**Prompt:**
Reproduce the material between the lines holding "Task: localize narrow" and "[25,82,83,242]", inclusive, keeping every line, the requests among them. Scale each bounding-box coordinate in the answers by 0.85 and round it to a whole number, with halves rounded up.

***** Provided data

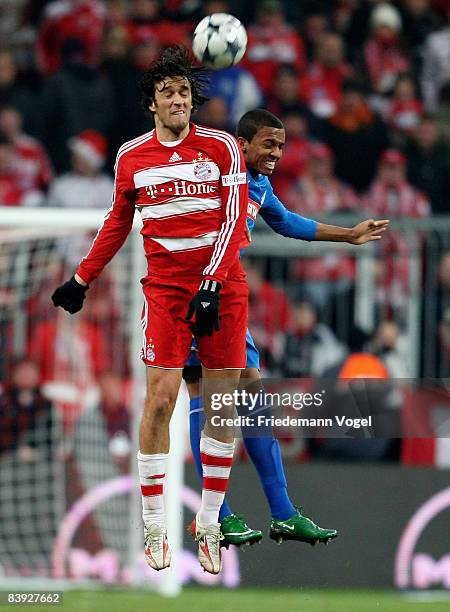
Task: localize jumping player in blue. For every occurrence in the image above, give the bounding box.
[183,109,389,546]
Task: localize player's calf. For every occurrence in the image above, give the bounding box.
[191,517,223,574]
[220,514,262,548]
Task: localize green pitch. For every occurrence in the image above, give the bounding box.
[23,587,450,612]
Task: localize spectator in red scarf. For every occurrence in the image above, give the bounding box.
[286,143,358,217]
[300,32,352,118]
[244,258,291,366]
[243,0,305,94]
[126,0,191,47]
[325,80,388,191]
[406,115,450,214]
[364,3,410,95]
[270,110,310,202]
[366,149,430,310]
[0,106,53,191]
[0,132,42,206]
[36,0,106,74]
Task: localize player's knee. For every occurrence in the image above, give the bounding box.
[144,392,174,424]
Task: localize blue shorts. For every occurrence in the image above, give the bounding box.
[185,329,259,370]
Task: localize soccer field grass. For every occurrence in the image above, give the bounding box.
[28,587,450,612]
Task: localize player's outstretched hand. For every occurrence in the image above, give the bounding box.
[349,219,389,244]
[186,279,222,337]
[52,276,88,314]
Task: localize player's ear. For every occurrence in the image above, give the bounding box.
[237,136,248,153]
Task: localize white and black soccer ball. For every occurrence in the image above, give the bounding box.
[192,13,247,70]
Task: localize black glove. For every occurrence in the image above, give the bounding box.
[186,280,222,336]
[52,276,88,314]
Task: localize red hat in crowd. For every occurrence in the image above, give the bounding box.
[309,142,334,159]
[380,149,406,166]
[69,130,108,168]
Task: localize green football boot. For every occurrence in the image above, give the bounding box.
[269,508,337,546]
[220,514,262,548]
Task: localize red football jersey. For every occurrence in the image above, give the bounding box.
[77,124,248,283]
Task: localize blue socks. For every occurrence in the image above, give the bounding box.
[189,397,296,521]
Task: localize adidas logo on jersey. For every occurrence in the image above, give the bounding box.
[169,151,182,162]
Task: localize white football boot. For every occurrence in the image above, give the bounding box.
[191,517,223,574]
[144,523,171,570]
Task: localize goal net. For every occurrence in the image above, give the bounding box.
[0,208,183,592]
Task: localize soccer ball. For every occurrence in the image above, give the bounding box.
[192,13,247,70]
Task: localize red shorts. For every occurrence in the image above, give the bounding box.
[141,279,248,370]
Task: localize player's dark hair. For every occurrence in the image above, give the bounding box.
[140,45,208,111]
[236,108,284,142]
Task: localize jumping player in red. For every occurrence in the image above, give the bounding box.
[52,46,248,574]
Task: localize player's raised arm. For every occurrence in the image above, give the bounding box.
[203,132,248,284]
[52,145,134,314]
[314,219,389,245]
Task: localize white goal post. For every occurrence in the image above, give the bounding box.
[0,207,188,595]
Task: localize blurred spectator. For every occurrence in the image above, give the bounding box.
[103,38,161,158]
[301,4,330,62]
[267,64,323,136]
[326,81,387,191]
[364,3,410,95]
[198,96,234,132]
[366,149,430,219]
[286,143,358,217]
[102,25,129,64]
[73,371,131,478]
[366,149,430,321]
[0,132,43,206]
[270,110,310,202]
[406,115,450,214]
[38,38,116,173]
[245,258,291,366]
[206,66,263,127]
[0,358,53,454]
[421,5,450,112]
[28,309,111,390]
[309,327,400,461]
[48,130,114,209]
[243,0,305,94]
[369,319,412,378]
[399,0,440,59]
[127,0,191,47]
[0,106,53,191]
[345,0,384,61]
[280,301,346,378]
[36,0,106,74]
[385,74,423,145]
[438,308,450,379]
[0,49,39,135]
[300,33,352,118]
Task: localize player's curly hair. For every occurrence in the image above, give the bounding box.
[140,45,208,112]
[236,108,284,142]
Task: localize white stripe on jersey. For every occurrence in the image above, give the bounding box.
[150,232,219,253]
[141,198,222,220]
[81,130,155,261]
[134,161,220,189]
[196,127,240,275]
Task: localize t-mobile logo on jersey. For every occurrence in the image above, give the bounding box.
[145,181,217,200]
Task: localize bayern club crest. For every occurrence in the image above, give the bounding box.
[194,162,212,181]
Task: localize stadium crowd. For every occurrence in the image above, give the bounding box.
[0,0,450,466]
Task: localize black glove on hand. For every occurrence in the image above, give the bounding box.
[52,276,88,314]
[186,280,222,336]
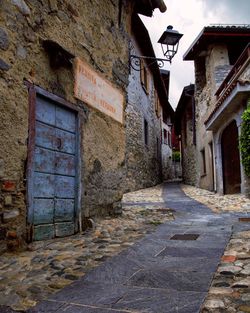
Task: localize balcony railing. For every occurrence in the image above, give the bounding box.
[215,43,250,99]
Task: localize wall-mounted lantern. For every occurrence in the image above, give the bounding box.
[130,25,183,71]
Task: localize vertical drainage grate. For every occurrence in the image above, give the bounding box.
[170,234,199,240]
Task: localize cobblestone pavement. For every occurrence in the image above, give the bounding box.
[182,185,250,313]
[0,186,173,313]
[0,185,250,313]
[182,185,250,213]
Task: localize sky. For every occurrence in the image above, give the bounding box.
[141,0,250,108]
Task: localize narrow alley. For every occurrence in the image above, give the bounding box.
[0,183,250,313]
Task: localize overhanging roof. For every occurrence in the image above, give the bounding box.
[183,25,250,61]
[135,0,167,16]
[205,81,250,131]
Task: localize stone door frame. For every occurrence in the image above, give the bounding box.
[25,82,83,242]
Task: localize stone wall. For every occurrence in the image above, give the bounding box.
[181,97,198,186]
[0,0,136,249]
[195,45,231,190]
[126,42,161,191]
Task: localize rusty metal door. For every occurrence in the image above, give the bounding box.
[221,121,241,194]
[28,96,78,240]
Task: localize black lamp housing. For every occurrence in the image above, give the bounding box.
[158,25,183,63]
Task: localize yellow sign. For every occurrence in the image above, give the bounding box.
[74,58,123,123]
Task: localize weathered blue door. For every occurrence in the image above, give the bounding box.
[28,97,78,240]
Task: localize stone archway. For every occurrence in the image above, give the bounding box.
[221,120,241,194]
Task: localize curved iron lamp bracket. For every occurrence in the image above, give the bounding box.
[129,54,171,72]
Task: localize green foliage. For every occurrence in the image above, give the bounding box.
[172,151,181,162]
[240,107,250,177]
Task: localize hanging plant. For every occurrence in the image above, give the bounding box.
[240,107,250,177]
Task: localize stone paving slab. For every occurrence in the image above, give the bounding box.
[3,184,250,313]
[126,265,213,292]
[28,185,232,313]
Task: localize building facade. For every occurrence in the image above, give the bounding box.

**********

**Exercise output:**
Task: localize narrow alley. For every occurrence in the image above, give the bounding box.
[0,156,213,266]
Task: localize overhanging roof. For every occurrence in the image above, give the bounding box.
[156,21,213,52]
[115,0,142,14]
[174,69,213,111]
Task: localize stone door frame. For every occurrence in the image above, give the bounding box.
[21,70,71,206]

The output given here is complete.